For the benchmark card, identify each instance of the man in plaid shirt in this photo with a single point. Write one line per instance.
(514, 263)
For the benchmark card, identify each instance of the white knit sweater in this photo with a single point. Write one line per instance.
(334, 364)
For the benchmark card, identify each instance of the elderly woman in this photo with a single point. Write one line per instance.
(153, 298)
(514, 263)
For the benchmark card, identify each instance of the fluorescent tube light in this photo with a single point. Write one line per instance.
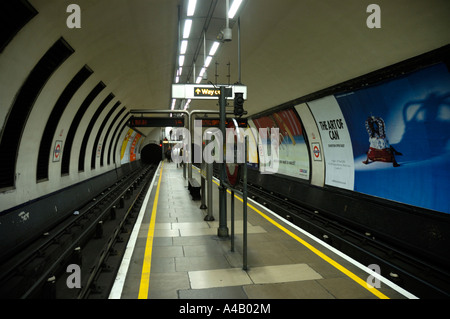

++++++

**Directions**
Please arrange the lines above as a JSON list of strings, one string per line, with blank lines left out and the picture omitted.

**Finished exercise**
[
  "For the benchmark card, identify each instance of the man in plaid shirt in this photo with a single point. Write one line per instance.",
  "(514, 263)",
  "For the benchmark card, identify each instance of the white knit sweater in this photo with a single point. Write one line per instance.",
  "(334, 364)",
  "For the benchmark card, identify each instance of the elderly woman in this photo with a single point. Write one line per instance.",
  "(153, 298)",
  "(514, 263)",
  "For the benchmark card, identify each instance of the fluorescent tube light in this photo with a single point. Write one line per instance."
]